- [Exercise instructions] Return, exactly as written, all lines from the line containing "box: [80, 83, 151, 149]" to the end of the entries below, with both ends included.

** Exercise materials follows **

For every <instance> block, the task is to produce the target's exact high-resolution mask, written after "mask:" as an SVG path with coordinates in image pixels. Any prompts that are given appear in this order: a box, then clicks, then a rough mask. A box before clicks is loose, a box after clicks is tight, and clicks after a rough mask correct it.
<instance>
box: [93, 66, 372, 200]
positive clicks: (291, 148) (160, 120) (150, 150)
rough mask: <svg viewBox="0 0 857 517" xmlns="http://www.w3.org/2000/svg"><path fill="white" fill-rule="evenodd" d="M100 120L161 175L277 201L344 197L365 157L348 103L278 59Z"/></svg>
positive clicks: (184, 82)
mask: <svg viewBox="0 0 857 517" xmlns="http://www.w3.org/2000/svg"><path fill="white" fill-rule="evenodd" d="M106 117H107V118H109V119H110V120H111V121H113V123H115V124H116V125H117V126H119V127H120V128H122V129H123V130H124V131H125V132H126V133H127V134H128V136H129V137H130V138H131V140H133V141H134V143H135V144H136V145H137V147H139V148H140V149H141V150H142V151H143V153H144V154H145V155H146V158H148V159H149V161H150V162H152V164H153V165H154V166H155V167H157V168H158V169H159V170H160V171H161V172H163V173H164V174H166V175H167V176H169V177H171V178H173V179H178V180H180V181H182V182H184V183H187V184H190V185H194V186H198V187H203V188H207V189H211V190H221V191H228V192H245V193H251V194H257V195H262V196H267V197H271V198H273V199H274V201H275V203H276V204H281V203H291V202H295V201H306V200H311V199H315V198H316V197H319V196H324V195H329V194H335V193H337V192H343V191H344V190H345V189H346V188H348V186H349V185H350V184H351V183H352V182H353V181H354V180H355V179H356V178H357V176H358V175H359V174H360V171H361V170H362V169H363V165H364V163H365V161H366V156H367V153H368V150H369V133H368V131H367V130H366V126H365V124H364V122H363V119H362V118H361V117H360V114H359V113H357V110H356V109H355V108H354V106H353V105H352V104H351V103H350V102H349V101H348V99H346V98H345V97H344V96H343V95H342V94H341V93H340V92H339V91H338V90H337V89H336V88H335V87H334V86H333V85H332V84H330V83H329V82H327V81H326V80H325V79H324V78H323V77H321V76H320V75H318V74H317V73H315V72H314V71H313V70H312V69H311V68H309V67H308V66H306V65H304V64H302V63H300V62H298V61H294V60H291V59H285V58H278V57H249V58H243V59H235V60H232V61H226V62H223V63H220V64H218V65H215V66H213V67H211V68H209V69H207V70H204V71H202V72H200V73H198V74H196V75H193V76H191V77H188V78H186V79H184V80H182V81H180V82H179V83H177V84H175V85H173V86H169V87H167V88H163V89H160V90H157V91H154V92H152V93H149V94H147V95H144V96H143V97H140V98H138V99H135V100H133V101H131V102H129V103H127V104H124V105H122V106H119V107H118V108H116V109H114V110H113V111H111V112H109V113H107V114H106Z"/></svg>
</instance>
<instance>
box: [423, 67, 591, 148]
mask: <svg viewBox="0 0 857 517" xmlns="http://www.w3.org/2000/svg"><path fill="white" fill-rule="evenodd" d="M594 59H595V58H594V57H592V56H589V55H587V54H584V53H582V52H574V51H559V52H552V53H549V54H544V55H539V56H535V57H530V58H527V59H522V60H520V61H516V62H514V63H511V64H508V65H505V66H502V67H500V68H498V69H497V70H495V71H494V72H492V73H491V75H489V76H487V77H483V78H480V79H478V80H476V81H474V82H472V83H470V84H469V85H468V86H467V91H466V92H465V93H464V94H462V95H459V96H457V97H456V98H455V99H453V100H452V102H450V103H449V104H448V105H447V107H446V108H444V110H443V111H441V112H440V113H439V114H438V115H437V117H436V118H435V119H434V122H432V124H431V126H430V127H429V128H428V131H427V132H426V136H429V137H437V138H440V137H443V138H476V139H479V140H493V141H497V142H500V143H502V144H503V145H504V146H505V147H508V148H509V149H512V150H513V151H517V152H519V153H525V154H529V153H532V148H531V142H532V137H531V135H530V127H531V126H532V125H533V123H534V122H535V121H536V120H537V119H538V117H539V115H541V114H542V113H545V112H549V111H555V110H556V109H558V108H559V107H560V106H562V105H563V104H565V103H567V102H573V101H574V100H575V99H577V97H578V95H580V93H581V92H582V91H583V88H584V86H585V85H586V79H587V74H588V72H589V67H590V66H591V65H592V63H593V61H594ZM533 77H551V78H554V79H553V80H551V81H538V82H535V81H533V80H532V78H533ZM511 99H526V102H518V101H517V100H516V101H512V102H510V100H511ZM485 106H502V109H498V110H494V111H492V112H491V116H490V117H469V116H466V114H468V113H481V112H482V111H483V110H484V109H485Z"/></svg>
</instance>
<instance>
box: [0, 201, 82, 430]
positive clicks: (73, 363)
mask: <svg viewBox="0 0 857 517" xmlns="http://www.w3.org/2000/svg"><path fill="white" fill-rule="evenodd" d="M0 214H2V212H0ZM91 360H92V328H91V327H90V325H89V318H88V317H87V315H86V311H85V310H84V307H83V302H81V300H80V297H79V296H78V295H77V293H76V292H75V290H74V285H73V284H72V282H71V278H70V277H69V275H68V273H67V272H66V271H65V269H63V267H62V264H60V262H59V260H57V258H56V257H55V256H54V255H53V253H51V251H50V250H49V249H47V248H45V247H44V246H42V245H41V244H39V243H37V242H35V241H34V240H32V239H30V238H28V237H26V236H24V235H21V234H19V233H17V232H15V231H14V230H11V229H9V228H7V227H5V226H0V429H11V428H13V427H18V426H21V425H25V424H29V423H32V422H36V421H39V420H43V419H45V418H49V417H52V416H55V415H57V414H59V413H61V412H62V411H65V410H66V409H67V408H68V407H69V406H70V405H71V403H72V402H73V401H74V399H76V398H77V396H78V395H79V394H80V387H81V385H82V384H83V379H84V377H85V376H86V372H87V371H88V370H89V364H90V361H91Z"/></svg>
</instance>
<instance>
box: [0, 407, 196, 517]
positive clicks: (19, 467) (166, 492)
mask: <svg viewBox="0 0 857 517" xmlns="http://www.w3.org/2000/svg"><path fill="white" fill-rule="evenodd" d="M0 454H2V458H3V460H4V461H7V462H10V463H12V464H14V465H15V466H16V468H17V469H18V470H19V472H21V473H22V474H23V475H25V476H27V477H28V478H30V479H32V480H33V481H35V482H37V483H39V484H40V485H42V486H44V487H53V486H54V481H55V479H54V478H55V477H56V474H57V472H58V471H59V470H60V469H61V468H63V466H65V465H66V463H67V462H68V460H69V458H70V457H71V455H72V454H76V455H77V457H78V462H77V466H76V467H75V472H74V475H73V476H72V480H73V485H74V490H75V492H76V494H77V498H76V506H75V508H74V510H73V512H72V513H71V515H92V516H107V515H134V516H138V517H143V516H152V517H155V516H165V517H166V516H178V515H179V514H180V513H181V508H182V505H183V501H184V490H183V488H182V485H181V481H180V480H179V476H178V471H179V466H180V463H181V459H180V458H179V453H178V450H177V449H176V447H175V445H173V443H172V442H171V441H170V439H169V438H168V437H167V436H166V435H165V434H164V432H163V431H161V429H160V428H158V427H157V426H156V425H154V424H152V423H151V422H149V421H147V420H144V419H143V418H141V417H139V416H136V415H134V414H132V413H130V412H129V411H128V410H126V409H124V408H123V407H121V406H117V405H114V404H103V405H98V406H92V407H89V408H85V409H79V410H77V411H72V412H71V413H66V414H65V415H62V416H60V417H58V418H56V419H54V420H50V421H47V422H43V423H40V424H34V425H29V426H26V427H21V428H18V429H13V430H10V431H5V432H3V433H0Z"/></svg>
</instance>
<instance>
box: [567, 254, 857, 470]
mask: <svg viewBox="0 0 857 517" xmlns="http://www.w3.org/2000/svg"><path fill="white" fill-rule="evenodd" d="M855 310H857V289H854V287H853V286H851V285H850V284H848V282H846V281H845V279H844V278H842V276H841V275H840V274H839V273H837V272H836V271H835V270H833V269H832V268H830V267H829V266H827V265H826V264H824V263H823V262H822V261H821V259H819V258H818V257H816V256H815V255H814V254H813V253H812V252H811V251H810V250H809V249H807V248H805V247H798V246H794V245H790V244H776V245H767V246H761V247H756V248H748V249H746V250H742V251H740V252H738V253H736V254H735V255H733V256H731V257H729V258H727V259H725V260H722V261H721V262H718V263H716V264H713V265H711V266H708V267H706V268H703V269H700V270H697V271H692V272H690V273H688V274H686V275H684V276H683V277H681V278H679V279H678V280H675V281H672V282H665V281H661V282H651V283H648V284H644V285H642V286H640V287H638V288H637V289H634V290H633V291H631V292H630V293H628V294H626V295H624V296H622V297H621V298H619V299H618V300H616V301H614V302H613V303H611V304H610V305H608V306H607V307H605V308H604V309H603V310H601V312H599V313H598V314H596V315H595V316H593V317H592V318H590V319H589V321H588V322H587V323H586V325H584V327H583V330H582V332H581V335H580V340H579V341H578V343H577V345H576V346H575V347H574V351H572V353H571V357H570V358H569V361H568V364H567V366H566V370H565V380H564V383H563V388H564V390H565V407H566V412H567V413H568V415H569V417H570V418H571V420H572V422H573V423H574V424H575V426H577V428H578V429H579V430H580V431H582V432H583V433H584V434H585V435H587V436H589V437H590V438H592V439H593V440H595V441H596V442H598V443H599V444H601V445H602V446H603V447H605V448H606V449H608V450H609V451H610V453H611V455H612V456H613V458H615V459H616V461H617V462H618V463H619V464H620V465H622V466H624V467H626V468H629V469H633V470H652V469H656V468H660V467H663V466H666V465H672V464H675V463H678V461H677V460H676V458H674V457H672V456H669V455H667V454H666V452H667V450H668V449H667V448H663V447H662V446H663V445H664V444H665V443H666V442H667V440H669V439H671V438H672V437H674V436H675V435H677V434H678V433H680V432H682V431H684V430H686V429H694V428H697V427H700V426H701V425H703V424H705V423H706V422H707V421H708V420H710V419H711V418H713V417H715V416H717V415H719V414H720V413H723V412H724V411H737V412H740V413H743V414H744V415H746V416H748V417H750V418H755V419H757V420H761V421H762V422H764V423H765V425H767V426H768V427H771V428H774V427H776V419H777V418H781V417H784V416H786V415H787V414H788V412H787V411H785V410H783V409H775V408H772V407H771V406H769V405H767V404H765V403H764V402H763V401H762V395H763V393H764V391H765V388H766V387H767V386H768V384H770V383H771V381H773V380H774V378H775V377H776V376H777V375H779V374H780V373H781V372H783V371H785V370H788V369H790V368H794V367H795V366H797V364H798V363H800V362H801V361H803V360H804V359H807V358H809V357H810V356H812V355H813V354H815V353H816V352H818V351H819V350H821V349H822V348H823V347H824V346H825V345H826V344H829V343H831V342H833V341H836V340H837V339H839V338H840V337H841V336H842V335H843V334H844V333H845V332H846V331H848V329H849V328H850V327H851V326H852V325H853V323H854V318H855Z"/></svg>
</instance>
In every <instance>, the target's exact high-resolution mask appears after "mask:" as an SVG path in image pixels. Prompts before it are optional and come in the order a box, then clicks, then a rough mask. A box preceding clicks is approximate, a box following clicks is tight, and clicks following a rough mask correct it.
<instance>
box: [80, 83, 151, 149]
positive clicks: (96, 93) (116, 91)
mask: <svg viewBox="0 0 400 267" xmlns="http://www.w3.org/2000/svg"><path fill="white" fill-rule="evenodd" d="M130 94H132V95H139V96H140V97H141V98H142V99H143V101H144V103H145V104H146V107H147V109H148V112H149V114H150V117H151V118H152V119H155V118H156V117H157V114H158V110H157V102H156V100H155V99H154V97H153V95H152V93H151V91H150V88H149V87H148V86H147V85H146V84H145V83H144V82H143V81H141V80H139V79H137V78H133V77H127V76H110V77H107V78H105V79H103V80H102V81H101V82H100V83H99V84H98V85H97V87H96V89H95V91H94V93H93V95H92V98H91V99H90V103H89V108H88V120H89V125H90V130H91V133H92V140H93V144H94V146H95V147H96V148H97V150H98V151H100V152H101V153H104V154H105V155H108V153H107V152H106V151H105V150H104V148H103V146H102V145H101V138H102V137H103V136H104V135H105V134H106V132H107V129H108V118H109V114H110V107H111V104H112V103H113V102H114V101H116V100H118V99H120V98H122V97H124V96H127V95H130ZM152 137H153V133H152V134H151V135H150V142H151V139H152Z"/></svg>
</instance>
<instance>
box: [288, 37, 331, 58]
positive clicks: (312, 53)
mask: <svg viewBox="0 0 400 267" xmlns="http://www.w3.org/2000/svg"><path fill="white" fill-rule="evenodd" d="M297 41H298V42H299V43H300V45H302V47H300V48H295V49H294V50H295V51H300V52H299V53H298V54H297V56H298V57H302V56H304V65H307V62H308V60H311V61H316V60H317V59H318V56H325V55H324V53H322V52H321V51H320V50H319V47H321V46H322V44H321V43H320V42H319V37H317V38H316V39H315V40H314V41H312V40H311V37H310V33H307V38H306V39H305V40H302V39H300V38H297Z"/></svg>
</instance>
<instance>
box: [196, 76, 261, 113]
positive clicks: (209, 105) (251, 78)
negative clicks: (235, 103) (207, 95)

** End of Exercise materials **

- [Task solution]
box: [80, 83, 151, 149]
positive clicks: (96, 93) (116, 91)
mask: <svg viewBox="0 0 400 267" xmlns="http://www.w3.org/2000/svg"><path fill="white" fill-rule="evenodd" d="M130 94H132V95H139V96H140V97H141V98H142V99H143V101H144V103H145V104H146V107H147V109H148V112H149V114H150V117H151V118H152V119H155V118H156V117H157V114H158V110H157V102H156V100H155V99H154V97H153V95H152V93H151V91H150V88H149V87H148V86H147V85H146V84H145V83H144V82H143V81H141V80H139V79H137V78H133V77H127V76H110V77H107V78H105V79H103V80H102V81H101V82H100V83H99V84H98V85H97V87H96V89H95V91H94V93H93V95H92V98H91V99H90V103H89V108H88V120H89V125H90V130H91V133H92V140H93V144H94V146H95V147H96V148H97V150H98V151H100V152H101V153H104V154H105V155H108V153H107V152H106V151H105V150H104V148H103V146H102V145H101V138H102V137H103V136H104V135H105V134H106V132H107V129H108V118H109V114H110V107H111V104H112V103H113V102H114V101H116V100H118V99H120V98H122V97H124V96H127V95H130ZM152 137H153V133H152V134H151V135H150V142H151V139H152Z"/></svg>
</instance>
<instance>
box: [288, 37, 331, 58]
positive clicks: (312, 53)
mask: <svg viewBox="0 0 400 267" xmlns="http://www.w3.org/2000/svg"><path fill="white" fill-rule="evenodd" d="M297 41H298V42H299V43H300V45H302V47H300V48H295V49H294V50H295V51H300V52H299V53H298V54H297V56H298V57H302V56H304V65H307V62H308V60H311V61H316V60H317V59H318V56H325V55H324V53H322V52H321V51H320V50H319V47H321V46H322V44H321V43H320V42H319V37H317V38H316V39H315V40H314V41H312V40H311V37H310V33H307V38H306V39H305V40H302V39H300V38H297Z"/></svg>
</instance>
<instance>
box: [196, 76, 261, 113]
positive clicks: (209, 105) (251, 78)
negative clicks: (235, 103) (207, 95)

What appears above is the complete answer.